*What is asked:*
A – Write out the section of the dialogue on Bayesian priors from "[Socrates] Gelman's post" to "before the experiment.".
B – Answer these questions using the dialogue on Bayesian priors:
(i) According to Eli, what may happen to the result if the prior is awful?
(ii) What approach does Eli say he still likes?
(iii) What reason does Socrates suggest for letting statistics run one's life?

*Selected text:*
· · · · · · ·

Third, if you have weak data and your prior is informative, this does not imply that your prior should be weakened!
[Eli]
Eli's take on all this is that starting with priors (from
models/theories/other data sets) which are close to the data set under
analysis will result in improved statistical estimates. The (very old
language here) surprisal, the difference between the prior and the
posterior, will be small and one may be able to used it to extract
meaningful dynamics from under the statistical noise.
[Ms. Rabett, looking into Eli’s eyes] Very meaningful dynamics indeed.
[Eli, keeping his cool] However,
if the prior is awful, the result may actually diverge from the
underlying statistical information in the data set, so with Bayes, you
have to know the answer, or a good approximation to it to make progress,
or, as Gelman points out
[Eli, using Andrew’s voice]
If the prior is derived from previous work, the data set may be crap,
in which case the use of the Bayesian statistics is to identify crap
data.
[Eli] So how good is Eli's prior?
[Ms. Rabett] And posterior, which I admire on occasion.
[Socrates] Gelman's post is brilliant. I like his blog. I also like Mayo's. And not to mention yours. What's your priors, again?
[Eli]
Eli has been brought up on charges by many. More or less something we
used a lot of years ago, taking the prior from theory and applying it to
measured data, to see what the theory missed. Still like that
approach.
[Socrates] Oh, that. Well, yeah. Some call this post hoc data mining. Some call it experimentation. I never understood the concept of post hoc. Can we really check if econometrists are not peeking at their data before designing their models?
Perhaps Solomon would pronounce my judgement better than me:
[Solomon] Make sure your statistical inference is minimal and all will be well.
[Eli] Not if the theory is done before the experiment.
[Socrates]
Hmmm. Some say that if you choose your model after you analyze your
data, quite nasty things will happen to the data and you must throw it
out. Replace data with brains and you get zombie stories:
[Zombified econometrist] Must... get.. more... data.
[Eli] Real
science is messy, this is arguing for only doing things when you know
the answer before you start. Is statistics a tool or a means in itself,
if it is a tool, why let it run your life?
[Socrates] Because auditors request it, perhaps.
[Eli] They seriously lack rhythm and sound like Hell’s version of karaoke. All noise, no music.
[Socrates] Pithy. Let’s
envision this myth of an Hell like Dante’s, but with four circles of
accusations, which I’m tempted to characterize via D&D allegiances:
[The Neutral] You're picking cherries with your post hoc method.

· · · · · · ·

*Material:*

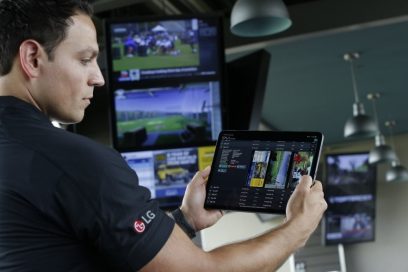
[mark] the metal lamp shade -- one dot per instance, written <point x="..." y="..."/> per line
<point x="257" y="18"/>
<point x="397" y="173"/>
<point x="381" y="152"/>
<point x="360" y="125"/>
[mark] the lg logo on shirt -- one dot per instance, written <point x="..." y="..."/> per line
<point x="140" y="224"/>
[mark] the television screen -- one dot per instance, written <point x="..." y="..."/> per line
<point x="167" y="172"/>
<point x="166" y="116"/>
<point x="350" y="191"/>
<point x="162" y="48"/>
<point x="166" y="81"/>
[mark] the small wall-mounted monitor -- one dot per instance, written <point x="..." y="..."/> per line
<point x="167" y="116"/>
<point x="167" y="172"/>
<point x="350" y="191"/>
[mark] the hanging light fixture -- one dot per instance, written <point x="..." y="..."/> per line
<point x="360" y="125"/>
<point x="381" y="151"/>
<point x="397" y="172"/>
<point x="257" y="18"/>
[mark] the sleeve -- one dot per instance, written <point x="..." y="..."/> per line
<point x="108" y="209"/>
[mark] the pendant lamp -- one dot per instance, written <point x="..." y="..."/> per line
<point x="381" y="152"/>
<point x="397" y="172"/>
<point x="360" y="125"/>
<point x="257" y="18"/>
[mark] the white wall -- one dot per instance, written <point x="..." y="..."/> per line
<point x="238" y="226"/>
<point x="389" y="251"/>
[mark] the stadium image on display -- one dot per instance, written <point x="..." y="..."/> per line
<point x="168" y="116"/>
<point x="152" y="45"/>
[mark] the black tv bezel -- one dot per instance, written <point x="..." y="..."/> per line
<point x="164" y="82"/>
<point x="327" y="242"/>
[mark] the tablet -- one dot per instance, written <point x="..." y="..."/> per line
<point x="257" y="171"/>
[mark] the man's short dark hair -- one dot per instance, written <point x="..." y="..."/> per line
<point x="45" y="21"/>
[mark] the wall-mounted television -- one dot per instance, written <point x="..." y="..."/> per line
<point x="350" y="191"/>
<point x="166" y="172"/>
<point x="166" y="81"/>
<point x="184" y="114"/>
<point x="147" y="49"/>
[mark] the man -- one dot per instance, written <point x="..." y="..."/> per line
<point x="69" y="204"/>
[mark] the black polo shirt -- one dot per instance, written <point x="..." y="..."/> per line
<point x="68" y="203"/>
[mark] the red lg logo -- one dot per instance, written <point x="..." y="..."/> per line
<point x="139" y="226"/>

· · · · · · ·

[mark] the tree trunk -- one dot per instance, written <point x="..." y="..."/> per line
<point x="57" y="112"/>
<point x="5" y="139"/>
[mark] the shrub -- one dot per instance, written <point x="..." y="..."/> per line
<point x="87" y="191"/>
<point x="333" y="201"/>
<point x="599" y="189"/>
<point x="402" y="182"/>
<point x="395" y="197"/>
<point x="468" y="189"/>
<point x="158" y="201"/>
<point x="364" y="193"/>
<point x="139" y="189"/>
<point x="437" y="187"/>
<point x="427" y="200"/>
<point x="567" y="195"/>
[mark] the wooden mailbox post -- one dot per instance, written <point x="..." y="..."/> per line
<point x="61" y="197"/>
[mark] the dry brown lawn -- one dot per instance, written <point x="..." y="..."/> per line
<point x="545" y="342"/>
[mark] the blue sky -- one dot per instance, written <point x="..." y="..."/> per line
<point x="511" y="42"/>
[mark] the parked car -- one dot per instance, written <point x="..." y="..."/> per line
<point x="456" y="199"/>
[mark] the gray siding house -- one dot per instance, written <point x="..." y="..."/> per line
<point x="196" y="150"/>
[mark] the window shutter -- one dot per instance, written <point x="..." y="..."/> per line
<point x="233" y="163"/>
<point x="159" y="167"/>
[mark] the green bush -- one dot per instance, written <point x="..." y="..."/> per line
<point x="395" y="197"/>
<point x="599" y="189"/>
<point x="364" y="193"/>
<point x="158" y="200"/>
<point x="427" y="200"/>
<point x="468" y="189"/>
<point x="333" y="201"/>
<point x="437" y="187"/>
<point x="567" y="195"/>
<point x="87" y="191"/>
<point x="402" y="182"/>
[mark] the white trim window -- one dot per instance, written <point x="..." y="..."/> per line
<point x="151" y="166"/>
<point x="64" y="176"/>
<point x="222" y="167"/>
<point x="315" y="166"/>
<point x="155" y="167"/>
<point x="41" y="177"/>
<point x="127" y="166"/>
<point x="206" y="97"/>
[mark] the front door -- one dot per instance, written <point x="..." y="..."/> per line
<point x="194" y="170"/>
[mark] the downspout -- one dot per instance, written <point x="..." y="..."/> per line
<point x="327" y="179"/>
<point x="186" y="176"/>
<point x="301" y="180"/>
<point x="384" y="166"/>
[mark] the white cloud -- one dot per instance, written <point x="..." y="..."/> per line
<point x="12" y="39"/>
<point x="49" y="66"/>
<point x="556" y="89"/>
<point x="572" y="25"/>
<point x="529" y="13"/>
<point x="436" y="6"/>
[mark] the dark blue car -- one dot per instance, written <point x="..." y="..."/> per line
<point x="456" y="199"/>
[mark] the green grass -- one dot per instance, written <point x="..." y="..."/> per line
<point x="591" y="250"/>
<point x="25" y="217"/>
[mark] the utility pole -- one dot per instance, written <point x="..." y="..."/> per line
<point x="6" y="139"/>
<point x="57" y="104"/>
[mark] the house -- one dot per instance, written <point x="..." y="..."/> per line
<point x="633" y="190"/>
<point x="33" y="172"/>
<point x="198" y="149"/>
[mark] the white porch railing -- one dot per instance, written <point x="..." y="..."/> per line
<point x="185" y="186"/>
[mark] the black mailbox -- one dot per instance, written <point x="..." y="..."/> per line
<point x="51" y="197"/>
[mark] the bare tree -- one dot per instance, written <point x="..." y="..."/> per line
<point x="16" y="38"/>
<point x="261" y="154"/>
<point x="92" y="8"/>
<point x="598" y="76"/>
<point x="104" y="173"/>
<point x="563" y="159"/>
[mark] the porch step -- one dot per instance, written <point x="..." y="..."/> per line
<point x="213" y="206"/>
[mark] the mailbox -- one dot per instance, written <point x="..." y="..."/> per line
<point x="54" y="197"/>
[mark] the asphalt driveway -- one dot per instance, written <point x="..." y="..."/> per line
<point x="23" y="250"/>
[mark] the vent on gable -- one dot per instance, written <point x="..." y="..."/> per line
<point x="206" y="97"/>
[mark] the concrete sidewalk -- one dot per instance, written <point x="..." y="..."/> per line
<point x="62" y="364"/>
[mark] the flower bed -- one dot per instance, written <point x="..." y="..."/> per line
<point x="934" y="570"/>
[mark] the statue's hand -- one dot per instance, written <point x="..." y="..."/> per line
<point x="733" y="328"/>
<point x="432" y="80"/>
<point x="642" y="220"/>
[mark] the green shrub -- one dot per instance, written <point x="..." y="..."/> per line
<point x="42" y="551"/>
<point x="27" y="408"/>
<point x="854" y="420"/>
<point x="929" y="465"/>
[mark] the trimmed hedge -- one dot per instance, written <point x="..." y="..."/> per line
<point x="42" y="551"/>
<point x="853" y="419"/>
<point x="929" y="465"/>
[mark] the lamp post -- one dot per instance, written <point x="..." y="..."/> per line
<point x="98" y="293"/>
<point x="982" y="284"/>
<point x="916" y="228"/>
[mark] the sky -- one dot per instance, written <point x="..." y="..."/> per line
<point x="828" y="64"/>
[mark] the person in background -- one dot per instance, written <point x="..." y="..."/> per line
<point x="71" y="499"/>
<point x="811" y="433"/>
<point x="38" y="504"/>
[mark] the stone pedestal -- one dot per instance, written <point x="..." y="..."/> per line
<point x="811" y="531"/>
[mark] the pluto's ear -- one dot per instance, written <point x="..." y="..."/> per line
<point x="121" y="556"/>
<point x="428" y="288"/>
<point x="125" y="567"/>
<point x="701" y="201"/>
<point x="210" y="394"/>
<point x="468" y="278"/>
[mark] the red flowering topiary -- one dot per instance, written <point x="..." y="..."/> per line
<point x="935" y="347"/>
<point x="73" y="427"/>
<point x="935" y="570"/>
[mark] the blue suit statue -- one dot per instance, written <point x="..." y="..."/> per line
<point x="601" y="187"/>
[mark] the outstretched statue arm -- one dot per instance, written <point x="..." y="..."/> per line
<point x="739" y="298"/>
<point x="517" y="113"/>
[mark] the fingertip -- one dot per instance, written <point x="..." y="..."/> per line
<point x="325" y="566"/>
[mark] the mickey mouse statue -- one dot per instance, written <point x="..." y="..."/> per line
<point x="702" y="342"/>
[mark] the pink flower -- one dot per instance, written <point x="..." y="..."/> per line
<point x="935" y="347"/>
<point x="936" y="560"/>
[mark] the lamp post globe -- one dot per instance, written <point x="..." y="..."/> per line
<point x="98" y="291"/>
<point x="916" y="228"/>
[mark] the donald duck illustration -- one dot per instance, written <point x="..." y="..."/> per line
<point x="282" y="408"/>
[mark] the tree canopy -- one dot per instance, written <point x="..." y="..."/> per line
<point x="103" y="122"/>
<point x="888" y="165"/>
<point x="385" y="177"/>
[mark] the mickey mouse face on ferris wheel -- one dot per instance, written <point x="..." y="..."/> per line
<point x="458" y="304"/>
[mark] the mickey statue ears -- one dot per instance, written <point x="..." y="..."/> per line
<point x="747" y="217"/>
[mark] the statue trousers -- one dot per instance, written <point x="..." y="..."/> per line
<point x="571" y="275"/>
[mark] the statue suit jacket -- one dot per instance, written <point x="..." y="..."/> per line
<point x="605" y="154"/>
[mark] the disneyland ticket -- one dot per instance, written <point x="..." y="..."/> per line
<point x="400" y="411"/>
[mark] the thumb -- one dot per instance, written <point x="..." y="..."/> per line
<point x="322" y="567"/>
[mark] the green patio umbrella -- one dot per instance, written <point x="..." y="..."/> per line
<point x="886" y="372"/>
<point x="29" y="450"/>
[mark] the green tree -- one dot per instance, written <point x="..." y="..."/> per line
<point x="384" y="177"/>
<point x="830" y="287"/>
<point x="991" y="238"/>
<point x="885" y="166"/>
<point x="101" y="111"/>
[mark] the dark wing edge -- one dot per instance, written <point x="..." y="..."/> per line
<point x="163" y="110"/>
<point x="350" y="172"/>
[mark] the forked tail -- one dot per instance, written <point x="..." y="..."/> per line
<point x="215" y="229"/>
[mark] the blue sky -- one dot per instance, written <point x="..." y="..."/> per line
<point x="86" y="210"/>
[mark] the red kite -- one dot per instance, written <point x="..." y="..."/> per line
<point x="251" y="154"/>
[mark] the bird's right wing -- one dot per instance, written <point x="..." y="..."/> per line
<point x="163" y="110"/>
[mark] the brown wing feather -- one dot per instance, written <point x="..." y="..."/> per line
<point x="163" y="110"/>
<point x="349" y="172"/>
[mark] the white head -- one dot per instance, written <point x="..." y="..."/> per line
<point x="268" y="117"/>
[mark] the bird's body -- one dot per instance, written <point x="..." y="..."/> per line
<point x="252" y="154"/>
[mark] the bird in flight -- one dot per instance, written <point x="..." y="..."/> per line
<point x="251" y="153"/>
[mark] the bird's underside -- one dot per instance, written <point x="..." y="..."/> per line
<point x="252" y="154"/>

· · · · · · ·

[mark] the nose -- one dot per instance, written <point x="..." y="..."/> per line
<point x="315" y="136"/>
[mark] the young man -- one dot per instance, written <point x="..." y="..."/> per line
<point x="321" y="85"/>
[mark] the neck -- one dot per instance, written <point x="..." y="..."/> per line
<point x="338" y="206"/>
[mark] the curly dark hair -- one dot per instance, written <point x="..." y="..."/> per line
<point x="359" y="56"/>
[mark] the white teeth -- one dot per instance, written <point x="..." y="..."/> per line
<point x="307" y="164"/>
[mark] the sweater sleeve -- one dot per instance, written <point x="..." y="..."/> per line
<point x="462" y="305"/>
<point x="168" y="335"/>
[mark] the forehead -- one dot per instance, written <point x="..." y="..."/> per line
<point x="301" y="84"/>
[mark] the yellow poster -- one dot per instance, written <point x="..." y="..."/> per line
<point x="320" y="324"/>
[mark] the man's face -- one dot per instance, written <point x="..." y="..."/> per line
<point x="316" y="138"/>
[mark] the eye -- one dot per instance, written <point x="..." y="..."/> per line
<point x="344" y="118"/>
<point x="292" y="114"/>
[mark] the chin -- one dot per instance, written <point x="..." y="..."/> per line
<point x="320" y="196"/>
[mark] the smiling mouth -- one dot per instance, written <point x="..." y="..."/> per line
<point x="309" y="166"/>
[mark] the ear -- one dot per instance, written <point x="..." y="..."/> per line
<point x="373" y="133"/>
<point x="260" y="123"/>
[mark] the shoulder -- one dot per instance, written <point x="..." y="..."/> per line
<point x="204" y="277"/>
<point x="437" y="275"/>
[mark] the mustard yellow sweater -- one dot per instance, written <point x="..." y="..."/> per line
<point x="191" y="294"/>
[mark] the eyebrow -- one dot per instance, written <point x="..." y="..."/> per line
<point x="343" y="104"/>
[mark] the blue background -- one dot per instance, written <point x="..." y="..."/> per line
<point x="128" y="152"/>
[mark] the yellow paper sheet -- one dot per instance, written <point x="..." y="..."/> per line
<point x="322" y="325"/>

· · · · · · ·

*Problem solutions:*
A –
[Socrates] Gelman's post is brilliant. I like his blog. I also like Mayo's. And not to mention yours. What's your priors, again?
[Eli]
Eli has been brought up on charges by many. More or less something we
used a lot of years ago, taking the prior from theory and applying it to
measured data, to see what the theory missed. Still like that
approach.
[Socrates] Oh, that. Well, yeah. Some call this post hoc data mining. Some call it experimentation. I never understood the concept of post hoc. Can we really check if econometrists are not peeking at their data before designing their models?
Perhaps Solomon would pronounce my judgement better than me:
[Solomon] Make sure your statistical inference is minimal and all will be well.
[Eli] Not if the theory is done before the experiment.

B –
(i) The result may actually diverge from the underlying statistical information in the data set.
(ii) Taking the prior from theory and applying it to measured data to see what the theory missed.
(iii) Because auditors request it, perhaps.